*Exercise objective:* Copy every one of the records below line for line, without changing anything, and leave out the pictures.

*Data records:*
**********
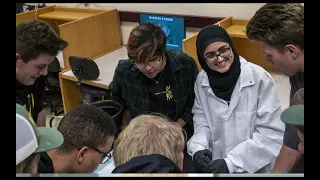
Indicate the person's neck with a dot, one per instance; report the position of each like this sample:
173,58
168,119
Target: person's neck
164,63
61,162
302,62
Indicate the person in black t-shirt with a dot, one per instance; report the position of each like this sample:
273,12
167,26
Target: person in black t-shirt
279,29
36,46
88,133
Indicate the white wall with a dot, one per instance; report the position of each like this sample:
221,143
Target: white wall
237,10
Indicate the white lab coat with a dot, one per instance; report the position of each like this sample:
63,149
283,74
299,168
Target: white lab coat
248,134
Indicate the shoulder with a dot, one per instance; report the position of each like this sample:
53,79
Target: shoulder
**********
*Answer to the task:*
Indicate the person's neck with a dot, one per instance; report the position of each like this sample:
173,58
168,119
Target: person's neck
164,63
61,162
302,62
Indicate the person in black t-shirt with a dot, one per instance; report the position of each like this sample:
273,12
167,26
Target: person in black t-shirt
279,29
36,46
88,133
Indicate the white wall with a dot, one per instance; report the position of each like this sample:
221,143
Target: white wall
237,10
Indicate the white lab coat with a dot, one per instance; report the position of each like this sample:
63,149
283,74
299,168
Target: white lab coat
248,134
Indicate the shoulder with a dot, one per instance; report the position of each like this sample:
53,79
Target: shoulder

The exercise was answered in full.